Locate the line that contains "Our annotator flagged the dark green leaf" in the entries below. Retype it and all following lines through the final one, character for character.

> _RECORDS SHOWN_:
================================
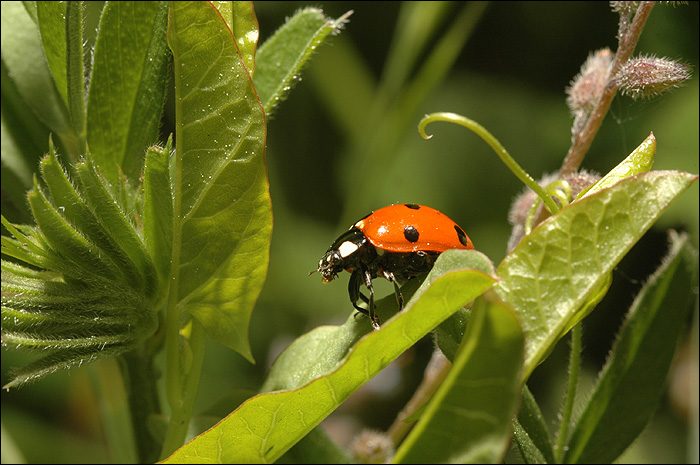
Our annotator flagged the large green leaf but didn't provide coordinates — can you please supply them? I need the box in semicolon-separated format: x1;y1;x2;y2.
87;1;169;182
162;250;497;463
393;294;523;464
167;1;271;360
496;170;698;380
564;232;698;463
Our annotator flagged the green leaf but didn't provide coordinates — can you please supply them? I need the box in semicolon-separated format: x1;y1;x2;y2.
168;1;271;360
27;176;119;282
161;250;497;463
143;141;173;288
74;158;157;298
433;306;471;362
513;418;548;465
1;2;72;144
3;345;132;390
65;1;88;149
36;1;68;107
212;1;259;74
496;170;698;380
564;232;698;463
263;250;496;392
87;1;169;182
36;145;154;294
393;294;523;464
0;219;47;269
254;7;351;116
514;385;556;464
231;1;259;74
577;132;656;200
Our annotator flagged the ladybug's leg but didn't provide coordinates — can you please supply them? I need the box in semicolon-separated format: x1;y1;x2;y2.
360;265;381;330
348;270;370;317
349;267;381;330
381;269;403;310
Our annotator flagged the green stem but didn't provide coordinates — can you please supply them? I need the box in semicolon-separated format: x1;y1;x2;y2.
160;317;207;459
122;348;162;463
419;112;560;215
554;323;582;461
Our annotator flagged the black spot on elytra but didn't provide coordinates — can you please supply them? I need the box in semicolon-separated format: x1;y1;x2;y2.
455;225;468;246
404;225;420;243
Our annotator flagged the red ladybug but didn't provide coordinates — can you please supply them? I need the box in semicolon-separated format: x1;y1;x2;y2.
317;203;474;330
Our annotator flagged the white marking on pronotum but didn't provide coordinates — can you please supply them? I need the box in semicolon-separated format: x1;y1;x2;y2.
338;241;359;258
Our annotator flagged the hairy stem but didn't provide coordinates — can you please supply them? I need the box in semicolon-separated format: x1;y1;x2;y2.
560;1;654;175
122;348;162;463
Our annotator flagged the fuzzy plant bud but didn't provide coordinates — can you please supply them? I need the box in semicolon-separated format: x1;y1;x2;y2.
614;55;691;99
566;48;614;115
1;144;160;388
351;430;395;464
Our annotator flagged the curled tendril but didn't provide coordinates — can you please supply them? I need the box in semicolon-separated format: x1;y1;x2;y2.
524;180;573;235
418;112;560;215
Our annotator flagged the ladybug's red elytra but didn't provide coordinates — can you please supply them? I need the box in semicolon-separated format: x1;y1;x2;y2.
317;203;474;330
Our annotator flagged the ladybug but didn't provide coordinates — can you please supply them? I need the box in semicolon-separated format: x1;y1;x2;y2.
317;203;474;330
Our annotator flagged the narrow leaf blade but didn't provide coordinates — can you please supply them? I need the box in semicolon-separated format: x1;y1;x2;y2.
564;232;698;463
513;385;556;464
578;132;656;199
36;1;68;107
65;1;87;147
254;8;350;116
143;142;173;286
393;294;524;464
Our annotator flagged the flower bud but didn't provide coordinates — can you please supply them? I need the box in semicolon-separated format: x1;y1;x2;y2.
566;48;614;114
351;429;394;464
615;55;691;99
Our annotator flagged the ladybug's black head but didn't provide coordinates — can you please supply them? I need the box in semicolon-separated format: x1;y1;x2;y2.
317;228;368;283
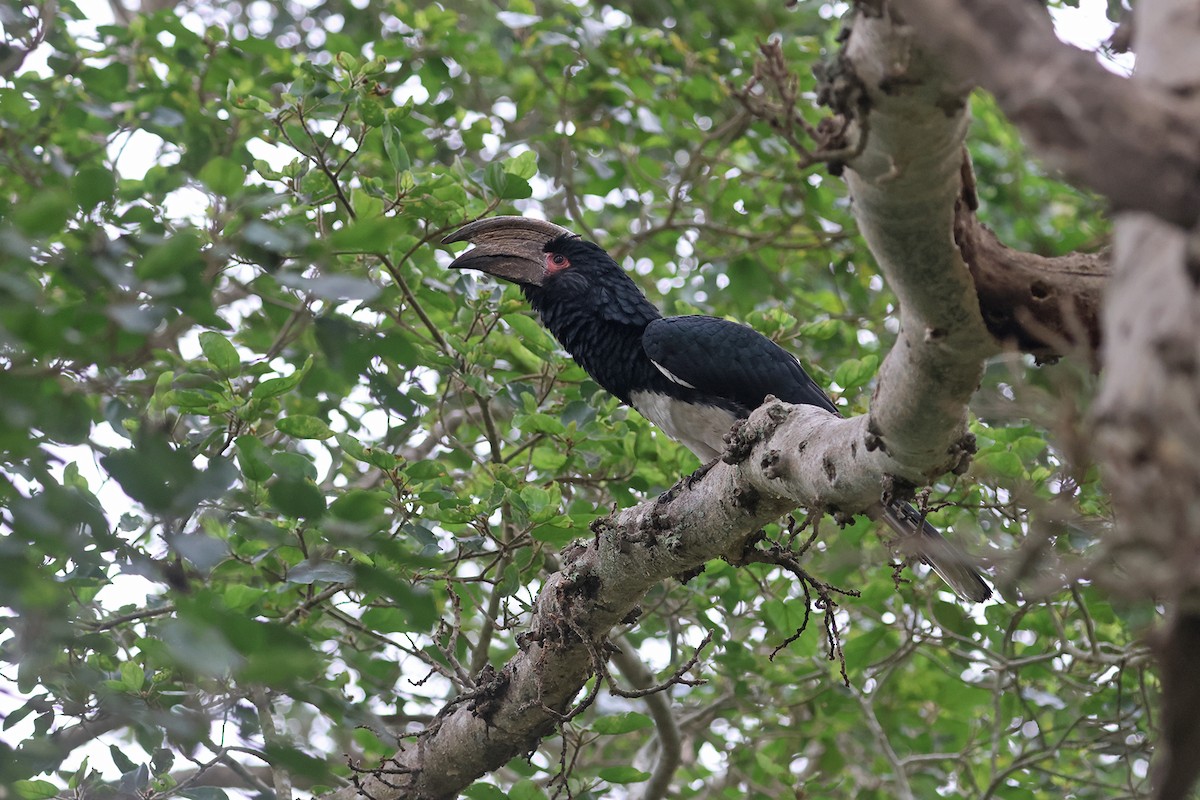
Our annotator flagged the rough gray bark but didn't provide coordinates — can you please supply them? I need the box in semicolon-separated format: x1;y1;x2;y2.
329;9;999;799
958;208;1107;362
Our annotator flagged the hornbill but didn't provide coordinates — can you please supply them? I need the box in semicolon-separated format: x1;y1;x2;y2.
444;216;992;603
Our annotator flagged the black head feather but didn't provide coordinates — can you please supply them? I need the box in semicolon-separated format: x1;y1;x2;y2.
521;236;663;403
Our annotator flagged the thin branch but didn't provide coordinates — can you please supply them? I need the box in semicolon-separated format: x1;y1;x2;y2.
83;603;176;632
849;682;916;800
609;638;685;800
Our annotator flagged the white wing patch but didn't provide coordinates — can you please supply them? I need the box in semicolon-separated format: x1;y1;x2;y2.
630;391;738;462
649;358;697;389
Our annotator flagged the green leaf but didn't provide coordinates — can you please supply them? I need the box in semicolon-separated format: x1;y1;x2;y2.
250;376;300;400
763;598;807;638
252;358;312;399
151;748;175;776
136;228;203;280
120;661;145;692
484;162;532;200
591;711;653;734
359;607;409;633
223;584;268;613
367;447;398;470
12;189;73;236
198;156;245;195
14;781;59;800
975;450;1025;479
464;784;509;800
799;318;844;341
503;313;556;353
841;625;890;665
530;522;575;545
360;584;436;631
235;435;273;482
270;452;318;481
267;476;327;519
102;433;236;516
73;165;117;210
172;388;226;412
597;766;651;784
110;743;138;774
336;432;370;461
832;355;879;391
524;413;566;436
327;216;394;252
506;780;547;800
199;331;241;377
68;757;91;789
529;448;567;472
517;485;552;518
383;124;411;172
506;150;538;179
277;415;334;440
330;489;386;521
174;532;229;570
336;433;399;470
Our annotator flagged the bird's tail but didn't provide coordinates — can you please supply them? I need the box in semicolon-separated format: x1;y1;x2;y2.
879;501;992;603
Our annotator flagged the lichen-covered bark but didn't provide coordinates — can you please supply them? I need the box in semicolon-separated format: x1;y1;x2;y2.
840;12;995;475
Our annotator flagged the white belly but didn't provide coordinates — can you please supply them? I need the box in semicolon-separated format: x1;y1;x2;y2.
630;391;739;461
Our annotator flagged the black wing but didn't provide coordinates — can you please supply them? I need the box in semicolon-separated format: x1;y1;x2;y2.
641;316;838;416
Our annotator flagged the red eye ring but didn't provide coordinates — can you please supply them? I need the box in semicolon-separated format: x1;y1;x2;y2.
546;252;570;273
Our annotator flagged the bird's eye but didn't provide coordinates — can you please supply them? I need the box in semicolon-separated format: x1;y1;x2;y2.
546;252;570;273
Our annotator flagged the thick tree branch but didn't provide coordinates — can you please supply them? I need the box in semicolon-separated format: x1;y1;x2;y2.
11;713;121;773
884;7;1200;797
330;453;782;800
957;201;1107;361
891;0;1200;230
840;11;995;470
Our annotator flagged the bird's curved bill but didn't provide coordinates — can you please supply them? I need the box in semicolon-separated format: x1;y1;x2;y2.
442;216;575;287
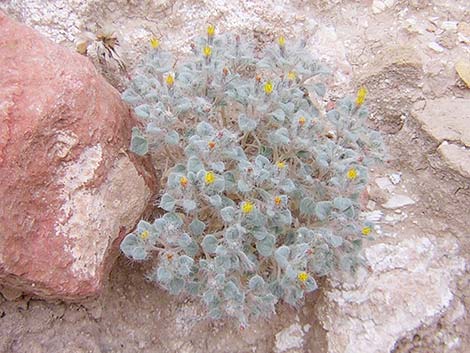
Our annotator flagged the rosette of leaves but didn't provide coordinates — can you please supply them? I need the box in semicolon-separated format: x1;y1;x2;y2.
120;28;384;327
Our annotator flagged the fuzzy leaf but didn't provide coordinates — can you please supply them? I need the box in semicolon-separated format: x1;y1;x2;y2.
248;275;265;290
300;197;315;215
160;193;176;211
120;234;147;260
202;234;218;253
333;197;352;212
130;127;148;156
164;130;180;145
238;114;257;132
256;233;276;257
187;156;204;173
315;201;332;221
189;219;206;236
220;206;236;223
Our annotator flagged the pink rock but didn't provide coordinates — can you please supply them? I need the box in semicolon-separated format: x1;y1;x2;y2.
0;11;157;300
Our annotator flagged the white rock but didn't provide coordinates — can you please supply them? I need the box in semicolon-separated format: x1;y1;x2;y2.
428;42;445;53
275;323;304;353
441;21;458;31
375;177;394;192
372;0;386;14
384;0;395;7
389;172;402;185
383;194;415;209
318;236;465;353
361;210;384;222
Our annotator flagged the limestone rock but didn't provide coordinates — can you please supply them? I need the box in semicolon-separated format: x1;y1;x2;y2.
438;142;470;179
357;46;423;133
412;98;470;178
318;236;465;353
0;11;156;300
382;194;416;209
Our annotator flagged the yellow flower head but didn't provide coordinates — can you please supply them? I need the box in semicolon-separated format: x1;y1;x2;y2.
179;176;188;188
264;81;274;95
274;196;282;206
208;140;216;149
355;87;367;106
347;167;358;180
150;37;160;49
241;201;254;214
287;71;296;81
205;171;215;185
297;271;309;283
276;161;286;169
140;230;150;240
361;226;372;236
203;45;212;57
298;116;306;126
207;24;215;37
278;36;286;47
166;73;175;87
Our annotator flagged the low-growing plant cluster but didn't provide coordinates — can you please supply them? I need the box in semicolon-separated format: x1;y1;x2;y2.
120;26;384;327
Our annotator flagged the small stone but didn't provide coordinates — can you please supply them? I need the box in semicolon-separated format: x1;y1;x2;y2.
362;210;384;222
376;177;394;191
372;0;386;14
367;200;376;210
0;285;23;301
275;323;304;353
455;59;470;88
441;21;458;31
384;0;395;7
389;173;401;185
438;143;470;179
383;194;415;209
428;42;445;53
457;22;470;37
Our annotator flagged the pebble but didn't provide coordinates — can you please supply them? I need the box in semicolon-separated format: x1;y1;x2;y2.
383;194;416;209
428;42;445;53
456;59;470;88
441;21;458;31
389;173;402;185
375;177;394;192
372;0;386;14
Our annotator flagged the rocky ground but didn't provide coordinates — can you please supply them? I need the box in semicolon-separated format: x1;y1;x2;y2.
0;1;469;352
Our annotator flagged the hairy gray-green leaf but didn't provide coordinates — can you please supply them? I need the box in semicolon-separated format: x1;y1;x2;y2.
160;193;176;211
130;127;148;156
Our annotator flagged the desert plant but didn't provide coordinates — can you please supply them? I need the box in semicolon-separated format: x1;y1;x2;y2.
120;27;384;327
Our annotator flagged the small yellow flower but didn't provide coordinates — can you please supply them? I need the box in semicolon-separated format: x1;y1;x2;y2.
166;73;175;87
276;161;286;169
203;45;212;57
205;171;215;185
355;87;367;106
298;116;306;126
179;176;188;188
208;141;216;149
274;196;282;206
207;24;215;37
297;271;309;283
347;167;358;180
150;37;160;49
278;36;286;47
287;71;296;81
140;230;150;240
241;201;254;214
264;81;274;95
361;226;372;236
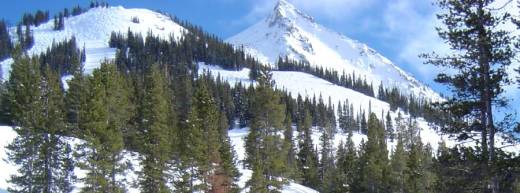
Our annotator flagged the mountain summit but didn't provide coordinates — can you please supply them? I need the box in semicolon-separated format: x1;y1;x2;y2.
227;0;440;100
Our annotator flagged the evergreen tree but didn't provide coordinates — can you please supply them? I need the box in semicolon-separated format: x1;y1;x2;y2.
216;111;240;193
139;64;173;193
296;110;319;189
423;1;516;192
64;63;86;136
405;141;436;193
334;132;358;193
6;54;74;193
360;113;389;193
245;67;287;192
77;62;133;193
282;113;298;179
23;25;34;50
0;20;12;60
385;111;394;141
318;130;335;193
389;133;407;193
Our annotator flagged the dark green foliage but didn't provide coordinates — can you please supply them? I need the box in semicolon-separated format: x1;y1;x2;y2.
296;110;319;189
277;57;375;97
360;113;389;193
6;54;74;193
53;13;65;30
245;68;287;192
334;132;357;193
0;20;12;61
21;10;49;27
77;62;133;193
16;25;34;51
39;37;85;76
139;64;174;193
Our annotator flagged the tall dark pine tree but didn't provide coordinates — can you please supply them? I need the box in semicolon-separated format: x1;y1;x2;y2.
334;132;357;193
6;54;74;193
0;20;12;61
360;113;389;193
245;67;287;192
139;64;174;193
78;62;133;193
296;109;319;189
423;1;516;192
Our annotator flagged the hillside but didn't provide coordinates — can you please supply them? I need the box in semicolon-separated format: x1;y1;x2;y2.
1;6;185;80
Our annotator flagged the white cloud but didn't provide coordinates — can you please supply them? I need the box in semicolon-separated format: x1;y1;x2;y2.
377;0;448;87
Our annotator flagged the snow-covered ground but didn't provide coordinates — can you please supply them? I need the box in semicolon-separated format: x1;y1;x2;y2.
0;126;142;193
0;6;185;80
227;0;441;102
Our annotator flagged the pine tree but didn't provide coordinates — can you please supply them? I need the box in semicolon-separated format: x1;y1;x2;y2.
360;113;389;193
423;1;516;192
246;67;287;192
139;64;173;193
296;110;319;189
0;20;12;60
6;54;74;193
64;63;86;136
334;132;357;193
385;111;394;141
318;130;335;193
390;134;407;193
78;62;133;193
23;25;34;50
282;113;298;179
216;111;240;193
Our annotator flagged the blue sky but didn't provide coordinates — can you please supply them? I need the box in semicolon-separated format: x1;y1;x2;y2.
1;0;518;118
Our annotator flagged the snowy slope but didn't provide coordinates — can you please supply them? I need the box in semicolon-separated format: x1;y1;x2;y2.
0;6;185;80
199;64;520;154
0;126;143;193
227;0;441;101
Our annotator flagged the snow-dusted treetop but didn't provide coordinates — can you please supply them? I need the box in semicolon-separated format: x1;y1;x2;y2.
227;0;442;101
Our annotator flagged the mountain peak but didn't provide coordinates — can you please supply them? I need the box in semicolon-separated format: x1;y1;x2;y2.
268;0;315;26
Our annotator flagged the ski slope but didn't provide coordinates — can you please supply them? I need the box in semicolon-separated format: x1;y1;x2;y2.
0;6;185;80
227;0;441;102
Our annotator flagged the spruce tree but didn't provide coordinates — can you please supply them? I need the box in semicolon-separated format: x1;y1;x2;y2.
5;53;42;193
245;67;287;192
64;63;86;136
6;54;74;193
296;110;319;189
282;113;298;179
390;134;407;193
139;64;173;193
360;113;389;193
0;20;12;60
423;1;516;192
334;132;357;193
318;130;335;193
78;62;133;193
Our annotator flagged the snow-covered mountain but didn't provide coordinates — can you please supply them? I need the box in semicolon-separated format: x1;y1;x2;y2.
1;6;186;80
227;0;441;101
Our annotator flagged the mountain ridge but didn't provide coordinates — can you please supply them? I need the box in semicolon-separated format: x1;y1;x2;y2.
227;0;442;102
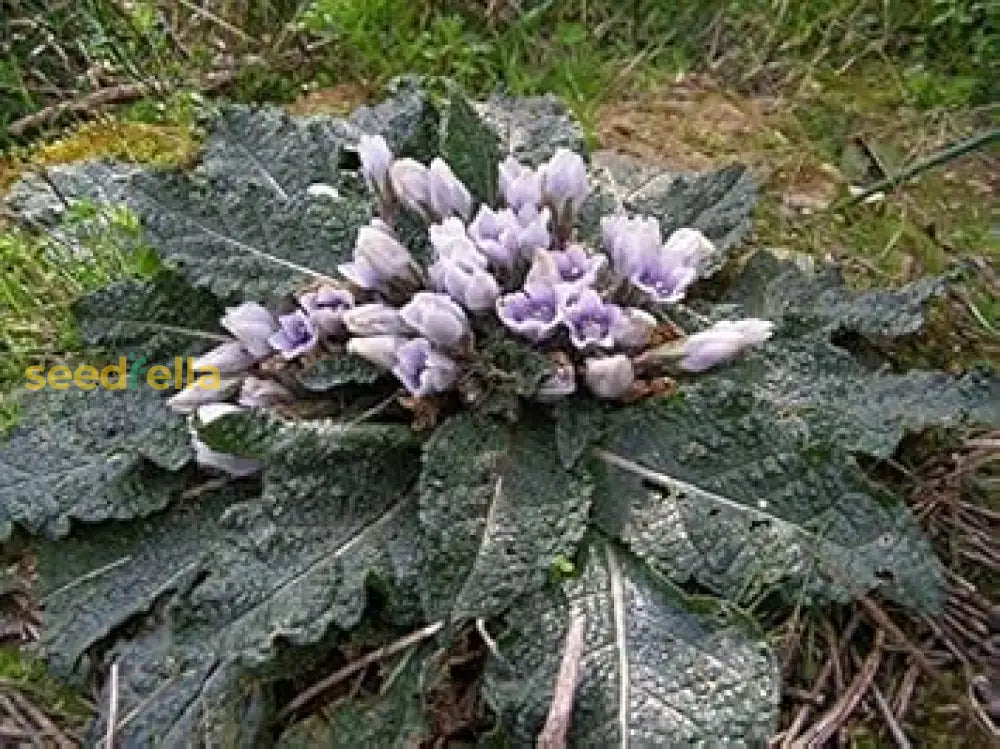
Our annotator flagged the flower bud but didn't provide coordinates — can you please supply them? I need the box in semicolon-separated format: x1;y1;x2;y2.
192;341;258;375
268;310;319;360
541;149;589;228
537;359;577;402
358;133;393;192
615;308;658;349
428;158;472;221
166;377;240;413
342;303;412;336
339;223;419;292
238;377;293;408
498;156;541;213
679;319;774;372
584;355;635;400
468;205;521;269
389;158;431;215
220;302;277;358
400;292;471;349
347;335;409;370
428;256;501;312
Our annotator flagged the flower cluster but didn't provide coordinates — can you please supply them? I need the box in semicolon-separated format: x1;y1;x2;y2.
167;136;773;474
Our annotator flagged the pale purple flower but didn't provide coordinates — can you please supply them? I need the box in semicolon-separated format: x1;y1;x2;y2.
601;215;661;277
299;286;354;336
468;205;521;268
559;288;629;349
428;255;501;311
615;307;658;349
680;319;774;372
499;156;542;213
389;158;431;215
392;338;458;397
537;360;577;402
221;302;277;358
347;335;409;370
541;149;589;223
430;218;487;267
514;204;552;255
358;133;392;192
192;341;258;375
342;303;412;336
268;310;319;360
400;292;471;348
584;355;635;400
630;258;698;304
663;227;714;268
238;377;293;408
496;284;562;342
550;245;606;288
428;158;472;221
338;222;418;291
193;405;261;477
166;377;240;413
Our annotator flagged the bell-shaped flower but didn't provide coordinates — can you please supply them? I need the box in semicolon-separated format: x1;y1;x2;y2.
166;377;240;413
428;158;472;221
663;227;714;268
541;149;589;225
392;338;458;397
468;205;521;269
342;303;413;336
549;245;606;288
584;354;635;400
679;319;774;372
299;286;354;336
358;133;393;193
193;404;261;477
221;301;277;358
428;255;501;312
338;222;419;292
514;204;552;256
400;292;471;349
537;358;577;402
430;218;487;266
347;335;409;370
499;156;542;213
615;307;658;349
268;310;319;360
238;377;293;408
192;341;258;375
559;288;629;349
496;283;562;343
389;158;431;215
601;214;661;277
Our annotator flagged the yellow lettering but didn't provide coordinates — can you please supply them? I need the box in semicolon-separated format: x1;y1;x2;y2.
196;368;221;390
74;364;99;391
174;357;183;389
101;357;128;390
147;365;172;389
48;364;72;390
24;365;47;391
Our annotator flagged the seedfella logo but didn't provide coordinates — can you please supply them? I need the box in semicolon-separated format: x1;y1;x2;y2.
24;355;220;392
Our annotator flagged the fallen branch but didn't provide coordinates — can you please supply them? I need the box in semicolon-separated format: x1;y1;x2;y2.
275;620;444;723
7;68;239;137
537;612;586;749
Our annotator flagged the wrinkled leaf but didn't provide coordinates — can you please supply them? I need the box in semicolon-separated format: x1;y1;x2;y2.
418;412;592;622
476;93;587;166
440;86;502;205
0;387;190;539
592;386;944;612
73;268;227;364
296;350;387;392
35;422;424;745
485;541;780;746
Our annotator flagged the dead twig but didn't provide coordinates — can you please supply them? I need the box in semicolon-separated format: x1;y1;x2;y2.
793;629;885;747
275;620;444;723
537;612;586;749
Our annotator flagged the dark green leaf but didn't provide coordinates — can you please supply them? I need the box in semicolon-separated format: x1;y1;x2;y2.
485;541;780;746
73;269;227;364
476;93;587;166
440;87;502;205
296;351;386;392
592;386;944;612
35;422;424;745
418;413;592;622
0;387;190;539
348;76;440;161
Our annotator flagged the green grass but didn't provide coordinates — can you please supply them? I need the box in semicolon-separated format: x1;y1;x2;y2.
0;646;91;726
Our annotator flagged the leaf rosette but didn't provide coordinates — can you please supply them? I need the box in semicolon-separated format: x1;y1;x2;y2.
2;81;997;746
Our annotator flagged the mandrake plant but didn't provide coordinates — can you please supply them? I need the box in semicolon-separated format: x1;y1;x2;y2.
1;80;998;746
================================
> _ANSWER FOR THIS EXERCISE_:
Our annotator flagged the dark green leaf but didn't provide coordinates — can you please supply them? I need the box in semicolon-separated format: x1;y1;x2;y2.
485;541;780;746
73;269;227;364
476;93;587;166
440;87;502;205
296;351;386;392
592;386;944;612
35;422;424;745
418;413;592;622
0;387;190;539
348;76;440;161
Our annotator flagged the green grass but didn't provide coordinates — can you please supply them? I need the box in semicolon-separated format: x1;y1;x2;y2.
0;646;91;726
Our annotator flagged the leaf rosette but didn't provide coordinates — can you please supply them? I need the box in semicolon-separated format: x1;y1;x2;y2.
2;81;997;746
Our annotator flagged the mandrake plant but didn't provide coordinates — can you please supply them? I need the box in semicolon-separated format: x1;y1;x2;y2.
1;80;998;746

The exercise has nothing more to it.